OAKLAND, Calif. — The White Sox scored all four runs of their runs in the third inning against the Oakland Athletics Monday night, and that was all they needed to win their season opener.

Barely.

After jumping on 36-year-old left-hander Rich Hill for a four-spot — including two unearned runs thanks to a two-run error that should have ended the Sox’ damage at two runs, ace Chris Sale gave up three in the bottom of the third. But that was it for the A’s. Sale regrouped, put four zeros on the board and let the bullpen salt away a 4-3 victory.

“I think it’s huge, really,” Sale (1-0) said of snagging a win on Opening Day. “You have music playing, you have smiles. We are having fun. So, any time you get the first one out of the gate, it’s like the first strike of the game, once you get the first strike, once you get the first win of the year, you kind of exhale a little bit and just go from there. Business as usual.”

Sale was business as usual with seven innings, eight strikeouts and one walk while allowing one seven hits. Zach Duke and Nate Jones took care of the outs in the eighth inning and David Robertson, after issuing a leadoff walk to Coco Crisp, got three straight outs for the save. Jake Petricka also gave up a leadoff walk in the eighth, which is no way to preserve leads.

The Sox, who also had two runners caught stealing on left-hander pickoff moves (Adam Eaton, Brett Lawrie) committed an error (center fielder Austin Jackson on a bobble charging a base hit), popped up a sacrifice bunt attempt (Dioner Navarro) and had a near collision in short center field (Jackson and Lawrie) on a pop fly.

“It wasn’t pretty, but offensively we got something going [in the one inning],” manager Robin Ventura said.

“Good to get this one out of the way. [Sale] got a win. We got a win, and we’ll take it.”

<em>Adam Eaton (1) and Brett Lawrie high-five one another after they beat the Oakland Athletics on Opening Day at The Coliseum (Getty Images).</em>

Adam Eaton (1) and Brett Lawrie high-five one another after they beat the Oakland Athletics on Opening Day at The Coliseum (Getty Images).

In the third, Eaton tripled home Jackson with the Sox’ first run of 2016 and scored on Jimmy Rollins’ bloop single to right. After Jose Abreu doubled Rollins to third, Hill (who last 2 2/3 innings) struck out Todd Frazier (0-for-4) for the second time but the Sox were gifted two more runs on an infield error.

A’s shortstop Marcus Semien ranged behind second base to glove Melky Cabrera’s ground ball, but Semien’s throw pulled first baseman Mark Canha off the bag, deflected off his glove, and two runs scored. Canha was charged with the error.

Sale opened his season by pitching two perfect innings before Jed Lowrie poked a two-run single to right with two outs and Danny Valencia’s RBI single scored Lowrie.

Hill, scheduled to start Tuesday, was pressed into service when A’s ace Sonny Gray was scratched because of food poisoning. That made switch-hitting Dioner Navarro the starting Sox catcher instead of lefty hitting Alex Avila.

Sale, who had a comfortable working relationship with the departed Tyler Flowers, said working with Navarro “went great.”

“Same page. I liked it a lot,” Sale said. “He actually got me doing some things that … kind of stepping outside of the box. But I’m looking forward to making that a good thing.”

Sale said Navarro had him throwing two-seamers in to righties, which he doesn’t normally do.

“Really focusing on getting the ball down, too,” Sale said. “He was trying to calm me down as well out there, try not to get too hot when things started rolling for the other team a little bit. I think we have something good going.”

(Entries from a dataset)
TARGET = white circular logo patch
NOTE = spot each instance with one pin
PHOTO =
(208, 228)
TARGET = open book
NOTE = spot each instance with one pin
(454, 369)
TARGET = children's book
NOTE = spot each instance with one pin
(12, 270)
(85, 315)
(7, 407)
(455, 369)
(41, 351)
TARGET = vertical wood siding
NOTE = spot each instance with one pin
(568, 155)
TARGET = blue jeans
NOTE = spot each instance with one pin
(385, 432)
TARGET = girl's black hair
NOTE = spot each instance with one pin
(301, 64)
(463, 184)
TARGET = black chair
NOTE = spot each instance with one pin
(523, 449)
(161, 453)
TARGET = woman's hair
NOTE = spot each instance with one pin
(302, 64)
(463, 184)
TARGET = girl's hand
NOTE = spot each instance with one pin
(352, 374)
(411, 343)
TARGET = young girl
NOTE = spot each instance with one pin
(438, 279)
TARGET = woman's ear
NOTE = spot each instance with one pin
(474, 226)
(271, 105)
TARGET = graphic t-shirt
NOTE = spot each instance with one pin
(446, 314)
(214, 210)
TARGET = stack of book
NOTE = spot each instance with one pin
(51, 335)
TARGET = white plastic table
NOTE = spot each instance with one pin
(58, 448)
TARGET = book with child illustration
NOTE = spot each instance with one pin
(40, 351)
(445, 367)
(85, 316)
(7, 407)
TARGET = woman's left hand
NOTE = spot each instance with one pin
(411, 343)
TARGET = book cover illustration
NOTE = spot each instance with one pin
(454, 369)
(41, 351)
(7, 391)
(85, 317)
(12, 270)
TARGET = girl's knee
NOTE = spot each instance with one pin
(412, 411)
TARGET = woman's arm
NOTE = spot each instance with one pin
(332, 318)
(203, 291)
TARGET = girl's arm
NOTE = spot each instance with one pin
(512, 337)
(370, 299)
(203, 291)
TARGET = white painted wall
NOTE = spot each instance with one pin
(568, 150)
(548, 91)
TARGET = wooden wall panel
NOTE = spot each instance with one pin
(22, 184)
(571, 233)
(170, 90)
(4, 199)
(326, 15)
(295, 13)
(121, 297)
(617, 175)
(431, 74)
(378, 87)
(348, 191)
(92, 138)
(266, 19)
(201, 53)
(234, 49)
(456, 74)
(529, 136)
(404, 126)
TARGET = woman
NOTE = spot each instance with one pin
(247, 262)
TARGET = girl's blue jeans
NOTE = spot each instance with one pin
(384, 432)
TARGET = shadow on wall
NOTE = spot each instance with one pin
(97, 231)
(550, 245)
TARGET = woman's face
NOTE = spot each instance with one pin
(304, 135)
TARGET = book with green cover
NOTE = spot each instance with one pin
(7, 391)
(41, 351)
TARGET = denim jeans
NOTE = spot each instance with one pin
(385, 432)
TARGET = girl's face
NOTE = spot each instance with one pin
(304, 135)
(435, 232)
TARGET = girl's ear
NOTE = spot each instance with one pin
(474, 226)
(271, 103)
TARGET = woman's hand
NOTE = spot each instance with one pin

_Required work_
1. Answer these from the White Sox article:
(a) How many strikeouts did Sale record?
(b) Why was Sonny Gray scratched?
(c) Which player was charged with the error on Melky Cabrera's ground ball?
2. Set down everything in the White Sox article from "In the third, Eaton" down to "an infield error.", word for word.
The records play no role in this work.

_Correct answers_
1.
(a) Eight
(b) Food poisoning
(c) Mark Canha

2.
In the third, Eaton tripled home Jackson with the Sox’ first run of 2016 and scored on Jimmy Rollins’ bloop single to right. After Jose Abreu doubled Rollins to third, Hill (who last 2 2/3 innings) struck out Todd Frazier (0-for-4) for the second time but the Sox were gifted two more runs on an infield error.